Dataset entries
============================================================
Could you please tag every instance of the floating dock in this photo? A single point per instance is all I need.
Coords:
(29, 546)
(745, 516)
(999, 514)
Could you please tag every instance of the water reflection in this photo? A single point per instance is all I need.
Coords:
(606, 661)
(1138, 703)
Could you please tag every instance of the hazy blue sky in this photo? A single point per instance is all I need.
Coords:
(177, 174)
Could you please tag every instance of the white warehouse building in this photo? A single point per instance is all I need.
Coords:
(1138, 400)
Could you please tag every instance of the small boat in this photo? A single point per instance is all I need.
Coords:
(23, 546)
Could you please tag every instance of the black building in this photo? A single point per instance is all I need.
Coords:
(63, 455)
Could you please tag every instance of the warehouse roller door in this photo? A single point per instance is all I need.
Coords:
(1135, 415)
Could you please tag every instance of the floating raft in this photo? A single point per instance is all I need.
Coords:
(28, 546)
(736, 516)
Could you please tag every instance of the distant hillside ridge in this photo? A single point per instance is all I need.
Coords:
============================================================
What needs to be done - Start at the line containing "Could you please tag every instance of the water" and transcribe through the end of the entries. Please keep both ends and add nothing.

Result for this task -
Could you please tag every instance of the water reflection in this photo? A single point per instance is all I need.
Coords:
(606, 661)
(1138, 703)
Could you please tag every instance of the hazy blue sky in this photo? A single point per instance is all I need.
Coords:
(177, 174)
Could you please tag every instance of the white warehouse building in this photo? A single point per instance is all I need.
Coords:
(1138, 400)
Could you please tag every instance of the small boat in this photo? A single point per instance is all I need.
Coords:
(23, 546)
Could you please tag every instance of the black building in this photo? A single point per instance is all I need.
Coords:
(63, 455)
Could you please tag every instance of the warehouse roller door in this photo? A single point per instance is all I need.
Coords:
(1135, 415)
Could you please tag every instance of the floating raft in this photo? A single point per instance is all I need.
Coords:
(28, 546)
(736, 516)
Could you please tag every instance of the distant hillside ridge in this photo? A single point per instance is all I need.
Coords:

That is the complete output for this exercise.